• [Aim] Copy the data from its first line through the line that contains "[0,2,150,218]", including that line. Keep every character the same.

Source data
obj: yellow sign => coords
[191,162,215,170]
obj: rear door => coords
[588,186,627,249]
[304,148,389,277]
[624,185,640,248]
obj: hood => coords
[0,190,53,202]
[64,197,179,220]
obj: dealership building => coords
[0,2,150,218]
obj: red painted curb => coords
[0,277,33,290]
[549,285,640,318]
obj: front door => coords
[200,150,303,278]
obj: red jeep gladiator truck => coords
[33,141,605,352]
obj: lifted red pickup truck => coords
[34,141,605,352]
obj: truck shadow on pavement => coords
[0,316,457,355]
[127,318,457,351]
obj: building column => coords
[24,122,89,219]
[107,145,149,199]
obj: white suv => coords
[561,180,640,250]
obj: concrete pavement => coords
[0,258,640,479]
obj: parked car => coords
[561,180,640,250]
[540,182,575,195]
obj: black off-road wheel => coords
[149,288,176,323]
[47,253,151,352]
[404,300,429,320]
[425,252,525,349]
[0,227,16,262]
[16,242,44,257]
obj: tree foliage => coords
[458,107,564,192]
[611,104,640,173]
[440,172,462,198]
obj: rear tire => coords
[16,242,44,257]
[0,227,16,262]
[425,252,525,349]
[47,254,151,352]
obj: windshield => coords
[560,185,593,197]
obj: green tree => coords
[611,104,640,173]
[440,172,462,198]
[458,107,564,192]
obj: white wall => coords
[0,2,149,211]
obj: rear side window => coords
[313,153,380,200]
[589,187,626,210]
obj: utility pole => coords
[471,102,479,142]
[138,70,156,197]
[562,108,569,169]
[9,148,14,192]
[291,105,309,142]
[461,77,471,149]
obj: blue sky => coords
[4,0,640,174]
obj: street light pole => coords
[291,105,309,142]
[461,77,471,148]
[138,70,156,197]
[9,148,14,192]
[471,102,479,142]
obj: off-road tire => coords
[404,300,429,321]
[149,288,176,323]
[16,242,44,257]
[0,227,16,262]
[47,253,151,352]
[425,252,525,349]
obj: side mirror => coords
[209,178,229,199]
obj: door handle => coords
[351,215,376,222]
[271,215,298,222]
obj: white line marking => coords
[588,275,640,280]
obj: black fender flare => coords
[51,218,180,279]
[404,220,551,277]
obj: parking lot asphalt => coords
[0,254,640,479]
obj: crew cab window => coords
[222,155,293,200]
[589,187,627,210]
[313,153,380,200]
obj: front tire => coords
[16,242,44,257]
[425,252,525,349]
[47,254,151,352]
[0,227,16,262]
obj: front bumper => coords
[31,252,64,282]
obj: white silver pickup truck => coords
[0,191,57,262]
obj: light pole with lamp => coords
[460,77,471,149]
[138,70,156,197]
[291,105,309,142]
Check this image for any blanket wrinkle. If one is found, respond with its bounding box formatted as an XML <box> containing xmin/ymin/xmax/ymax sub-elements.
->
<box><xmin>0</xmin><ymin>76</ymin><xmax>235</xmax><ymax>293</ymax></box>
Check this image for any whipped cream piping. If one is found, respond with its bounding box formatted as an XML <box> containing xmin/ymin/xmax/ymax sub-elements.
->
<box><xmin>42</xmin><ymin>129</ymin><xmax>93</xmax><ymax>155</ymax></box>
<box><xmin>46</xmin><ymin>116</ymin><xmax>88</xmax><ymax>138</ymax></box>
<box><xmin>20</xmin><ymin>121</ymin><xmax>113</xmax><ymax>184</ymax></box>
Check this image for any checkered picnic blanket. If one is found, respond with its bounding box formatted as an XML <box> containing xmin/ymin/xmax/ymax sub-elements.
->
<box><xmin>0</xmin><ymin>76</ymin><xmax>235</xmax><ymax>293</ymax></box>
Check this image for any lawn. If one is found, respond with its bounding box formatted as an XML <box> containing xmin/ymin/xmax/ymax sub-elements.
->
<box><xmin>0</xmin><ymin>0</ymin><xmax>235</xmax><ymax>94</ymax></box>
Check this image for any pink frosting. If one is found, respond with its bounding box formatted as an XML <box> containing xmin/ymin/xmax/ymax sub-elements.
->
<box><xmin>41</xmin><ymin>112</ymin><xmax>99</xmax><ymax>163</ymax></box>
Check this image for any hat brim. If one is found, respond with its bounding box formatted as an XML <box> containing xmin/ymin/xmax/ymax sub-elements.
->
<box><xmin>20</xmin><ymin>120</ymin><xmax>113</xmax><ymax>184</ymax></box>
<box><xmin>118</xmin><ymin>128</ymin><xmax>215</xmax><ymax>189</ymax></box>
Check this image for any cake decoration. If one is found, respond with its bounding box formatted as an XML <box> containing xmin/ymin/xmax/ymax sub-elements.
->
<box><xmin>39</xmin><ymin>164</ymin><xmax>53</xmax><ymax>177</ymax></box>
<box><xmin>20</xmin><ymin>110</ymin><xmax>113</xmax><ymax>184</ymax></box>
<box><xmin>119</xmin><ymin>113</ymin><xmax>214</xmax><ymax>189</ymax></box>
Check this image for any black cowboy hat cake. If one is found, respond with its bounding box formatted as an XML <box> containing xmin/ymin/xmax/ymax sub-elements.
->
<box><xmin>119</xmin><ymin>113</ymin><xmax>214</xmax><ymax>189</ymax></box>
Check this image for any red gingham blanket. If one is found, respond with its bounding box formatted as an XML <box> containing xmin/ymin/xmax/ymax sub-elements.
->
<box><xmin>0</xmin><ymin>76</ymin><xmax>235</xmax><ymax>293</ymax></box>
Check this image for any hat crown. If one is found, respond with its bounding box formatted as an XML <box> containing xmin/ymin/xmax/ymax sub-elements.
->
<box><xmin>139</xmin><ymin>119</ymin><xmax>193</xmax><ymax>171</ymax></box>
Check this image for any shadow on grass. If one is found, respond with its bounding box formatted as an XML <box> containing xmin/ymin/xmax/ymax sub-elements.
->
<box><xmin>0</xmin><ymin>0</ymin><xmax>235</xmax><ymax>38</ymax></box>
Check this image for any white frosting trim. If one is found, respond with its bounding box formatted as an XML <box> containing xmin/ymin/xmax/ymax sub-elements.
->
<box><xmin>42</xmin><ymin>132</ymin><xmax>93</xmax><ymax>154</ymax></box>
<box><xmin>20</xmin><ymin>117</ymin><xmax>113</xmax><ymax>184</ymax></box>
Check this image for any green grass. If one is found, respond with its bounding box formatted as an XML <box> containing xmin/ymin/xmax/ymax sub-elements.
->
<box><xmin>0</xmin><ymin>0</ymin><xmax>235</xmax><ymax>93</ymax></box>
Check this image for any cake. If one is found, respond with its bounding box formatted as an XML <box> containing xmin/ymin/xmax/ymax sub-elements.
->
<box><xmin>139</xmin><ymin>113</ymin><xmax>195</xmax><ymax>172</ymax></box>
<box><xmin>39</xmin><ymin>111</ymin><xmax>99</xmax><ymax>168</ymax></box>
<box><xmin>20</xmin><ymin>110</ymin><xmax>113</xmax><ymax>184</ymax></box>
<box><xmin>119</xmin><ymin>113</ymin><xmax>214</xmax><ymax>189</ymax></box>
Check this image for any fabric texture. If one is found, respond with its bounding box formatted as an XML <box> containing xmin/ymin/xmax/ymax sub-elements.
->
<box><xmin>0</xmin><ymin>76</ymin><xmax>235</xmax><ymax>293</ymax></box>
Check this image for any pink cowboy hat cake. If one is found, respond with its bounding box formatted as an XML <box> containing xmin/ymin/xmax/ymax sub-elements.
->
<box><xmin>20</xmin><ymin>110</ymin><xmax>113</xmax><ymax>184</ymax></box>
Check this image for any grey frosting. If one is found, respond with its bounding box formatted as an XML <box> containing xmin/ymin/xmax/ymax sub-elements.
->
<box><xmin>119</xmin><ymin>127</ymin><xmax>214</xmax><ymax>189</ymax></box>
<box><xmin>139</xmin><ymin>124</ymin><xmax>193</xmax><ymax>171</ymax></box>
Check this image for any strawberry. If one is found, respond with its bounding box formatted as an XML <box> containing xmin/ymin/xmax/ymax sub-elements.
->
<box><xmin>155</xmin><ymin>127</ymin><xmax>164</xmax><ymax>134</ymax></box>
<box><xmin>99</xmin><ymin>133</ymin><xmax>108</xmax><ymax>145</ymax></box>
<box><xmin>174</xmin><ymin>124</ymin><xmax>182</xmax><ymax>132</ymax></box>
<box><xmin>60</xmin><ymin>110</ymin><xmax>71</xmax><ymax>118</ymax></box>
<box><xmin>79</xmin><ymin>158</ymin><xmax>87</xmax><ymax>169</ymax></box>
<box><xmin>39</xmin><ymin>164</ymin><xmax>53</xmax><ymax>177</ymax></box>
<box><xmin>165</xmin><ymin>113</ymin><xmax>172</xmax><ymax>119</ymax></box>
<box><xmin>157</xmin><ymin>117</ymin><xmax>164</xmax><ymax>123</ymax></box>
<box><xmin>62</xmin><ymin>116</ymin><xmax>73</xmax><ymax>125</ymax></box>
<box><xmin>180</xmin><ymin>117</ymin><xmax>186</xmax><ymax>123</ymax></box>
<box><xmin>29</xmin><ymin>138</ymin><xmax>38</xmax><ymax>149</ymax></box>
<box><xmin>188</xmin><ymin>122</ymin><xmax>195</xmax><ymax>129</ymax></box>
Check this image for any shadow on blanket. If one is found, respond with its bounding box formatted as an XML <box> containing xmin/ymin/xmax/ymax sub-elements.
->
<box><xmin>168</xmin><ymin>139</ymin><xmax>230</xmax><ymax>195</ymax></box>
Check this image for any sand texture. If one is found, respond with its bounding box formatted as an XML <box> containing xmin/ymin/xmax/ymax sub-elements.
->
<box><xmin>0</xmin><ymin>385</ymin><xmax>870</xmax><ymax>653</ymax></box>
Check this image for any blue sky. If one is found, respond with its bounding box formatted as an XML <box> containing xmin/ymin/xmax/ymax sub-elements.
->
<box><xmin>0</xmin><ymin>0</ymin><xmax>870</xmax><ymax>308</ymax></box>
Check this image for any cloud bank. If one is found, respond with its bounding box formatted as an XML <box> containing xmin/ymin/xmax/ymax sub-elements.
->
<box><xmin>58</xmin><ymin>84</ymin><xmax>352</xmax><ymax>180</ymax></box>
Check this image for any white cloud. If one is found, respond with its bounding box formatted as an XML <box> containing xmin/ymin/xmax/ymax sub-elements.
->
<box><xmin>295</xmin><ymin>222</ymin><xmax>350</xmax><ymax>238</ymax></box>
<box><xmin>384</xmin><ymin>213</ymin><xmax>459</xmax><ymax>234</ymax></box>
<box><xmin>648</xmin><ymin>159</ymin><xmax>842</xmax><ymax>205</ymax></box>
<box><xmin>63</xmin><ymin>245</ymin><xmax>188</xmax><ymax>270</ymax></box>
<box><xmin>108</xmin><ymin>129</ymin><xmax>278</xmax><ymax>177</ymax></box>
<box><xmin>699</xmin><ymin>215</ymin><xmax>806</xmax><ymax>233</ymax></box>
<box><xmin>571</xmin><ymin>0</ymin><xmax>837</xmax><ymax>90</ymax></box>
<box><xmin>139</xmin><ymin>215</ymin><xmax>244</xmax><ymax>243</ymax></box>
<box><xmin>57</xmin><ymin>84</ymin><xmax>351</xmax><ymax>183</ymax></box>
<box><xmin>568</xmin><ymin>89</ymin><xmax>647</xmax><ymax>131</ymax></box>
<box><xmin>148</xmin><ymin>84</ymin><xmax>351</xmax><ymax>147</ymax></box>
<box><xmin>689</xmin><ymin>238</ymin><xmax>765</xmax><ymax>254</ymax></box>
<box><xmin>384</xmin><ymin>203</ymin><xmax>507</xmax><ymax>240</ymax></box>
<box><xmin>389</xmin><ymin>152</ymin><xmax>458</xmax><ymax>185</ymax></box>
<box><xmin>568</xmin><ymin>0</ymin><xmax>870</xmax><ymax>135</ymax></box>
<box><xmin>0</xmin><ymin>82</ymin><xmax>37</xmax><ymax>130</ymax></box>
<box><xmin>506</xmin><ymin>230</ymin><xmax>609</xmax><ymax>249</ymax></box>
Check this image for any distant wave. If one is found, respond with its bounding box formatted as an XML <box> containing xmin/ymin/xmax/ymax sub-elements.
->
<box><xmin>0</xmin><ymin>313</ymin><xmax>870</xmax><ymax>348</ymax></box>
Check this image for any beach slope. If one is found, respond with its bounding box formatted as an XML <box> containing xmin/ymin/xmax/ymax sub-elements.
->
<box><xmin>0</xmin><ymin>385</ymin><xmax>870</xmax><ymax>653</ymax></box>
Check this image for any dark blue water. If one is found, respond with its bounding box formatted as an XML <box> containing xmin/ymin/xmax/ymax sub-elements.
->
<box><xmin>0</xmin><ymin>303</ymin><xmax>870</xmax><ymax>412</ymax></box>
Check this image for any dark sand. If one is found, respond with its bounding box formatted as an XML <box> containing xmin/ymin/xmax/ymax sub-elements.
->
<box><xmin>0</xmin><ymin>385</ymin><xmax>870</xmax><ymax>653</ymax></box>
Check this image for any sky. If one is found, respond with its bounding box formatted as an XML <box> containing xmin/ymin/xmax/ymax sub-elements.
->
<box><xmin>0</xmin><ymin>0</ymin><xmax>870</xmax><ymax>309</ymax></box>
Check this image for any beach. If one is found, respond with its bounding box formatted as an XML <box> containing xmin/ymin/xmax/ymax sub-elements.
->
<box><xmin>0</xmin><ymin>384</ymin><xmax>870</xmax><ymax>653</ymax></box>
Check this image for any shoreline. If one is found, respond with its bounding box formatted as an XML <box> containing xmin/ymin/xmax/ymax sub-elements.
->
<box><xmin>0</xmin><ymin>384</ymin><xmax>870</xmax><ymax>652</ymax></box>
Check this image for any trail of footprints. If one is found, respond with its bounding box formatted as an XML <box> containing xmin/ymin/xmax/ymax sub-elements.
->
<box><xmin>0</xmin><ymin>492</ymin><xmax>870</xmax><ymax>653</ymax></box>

• [Result]
obj: yellow sign => coords
[191,162,215,170]
obj: rear door => coords
[588,186,627,249]
[304,148,389,277]
[624,185,640,248]
obj: hood => coords
[0,190,53,202]
[64,197,179,220]
obj: dealership building => coords
[0,2,150,218]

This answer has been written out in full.